(Entries taken from a collection)

◆ ◆ ◆

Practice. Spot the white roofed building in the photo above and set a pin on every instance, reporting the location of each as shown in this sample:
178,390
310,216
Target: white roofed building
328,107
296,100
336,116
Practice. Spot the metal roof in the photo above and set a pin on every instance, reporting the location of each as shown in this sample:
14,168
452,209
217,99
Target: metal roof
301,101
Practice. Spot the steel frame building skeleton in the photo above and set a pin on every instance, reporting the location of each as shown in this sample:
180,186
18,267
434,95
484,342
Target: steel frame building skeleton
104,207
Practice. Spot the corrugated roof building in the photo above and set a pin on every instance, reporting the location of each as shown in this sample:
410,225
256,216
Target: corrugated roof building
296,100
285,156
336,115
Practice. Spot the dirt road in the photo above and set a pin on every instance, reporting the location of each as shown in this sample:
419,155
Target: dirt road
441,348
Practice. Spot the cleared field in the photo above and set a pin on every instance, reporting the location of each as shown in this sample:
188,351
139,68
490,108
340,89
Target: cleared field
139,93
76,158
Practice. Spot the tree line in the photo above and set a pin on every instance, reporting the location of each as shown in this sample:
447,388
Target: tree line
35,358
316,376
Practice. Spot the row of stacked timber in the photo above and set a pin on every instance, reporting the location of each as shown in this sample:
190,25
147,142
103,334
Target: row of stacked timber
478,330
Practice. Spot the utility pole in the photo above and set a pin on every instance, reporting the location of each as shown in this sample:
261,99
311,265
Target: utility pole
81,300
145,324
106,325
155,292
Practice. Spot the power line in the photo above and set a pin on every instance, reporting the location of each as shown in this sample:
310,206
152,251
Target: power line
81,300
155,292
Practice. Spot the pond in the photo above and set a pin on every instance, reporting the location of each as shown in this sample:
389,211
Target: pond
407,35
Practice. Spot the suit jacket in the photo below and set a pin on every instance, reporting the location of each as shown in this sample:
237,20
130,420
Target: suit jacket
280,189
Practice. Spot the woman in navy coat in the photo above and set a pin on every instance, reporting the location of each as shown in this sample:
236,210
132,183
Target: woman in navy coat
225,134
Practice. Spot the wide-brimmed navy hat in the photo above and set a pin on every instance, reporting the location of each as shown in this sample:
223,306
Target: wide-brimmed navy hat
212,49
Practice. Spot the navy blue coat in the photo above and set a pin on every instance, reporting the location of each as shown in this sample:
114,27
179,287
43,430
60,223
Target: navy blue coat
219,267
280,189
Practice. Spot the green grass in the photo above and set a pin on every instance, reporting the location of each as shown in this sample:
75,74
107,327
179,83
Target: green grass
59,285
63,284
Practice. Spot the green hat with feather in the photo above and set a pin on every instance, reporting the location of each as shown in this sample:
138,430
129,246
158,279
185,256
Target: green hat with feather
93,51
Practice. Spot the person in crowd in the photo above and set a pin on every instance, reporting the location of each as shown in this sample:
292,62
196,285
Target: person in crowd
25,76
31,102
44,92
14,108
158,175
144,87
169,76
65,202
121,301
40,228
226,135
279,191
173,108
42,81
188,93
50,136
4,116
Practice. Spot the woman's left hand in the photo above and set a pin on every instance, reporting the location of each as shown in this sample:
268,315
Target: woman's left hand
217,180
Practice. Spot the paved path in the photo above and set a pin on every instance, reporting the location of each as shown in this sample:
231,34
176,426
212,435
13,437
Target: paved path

◆ ◆ ◆

-- EXERCISE PROMPT --
Report each line in the data above that holds the word "path" by copying it.

-- SOLUTION --
Practice. Spot the paved path in the photo above and set a pin on every instance, reporting the location of each as shown in this sample:
Target: paved path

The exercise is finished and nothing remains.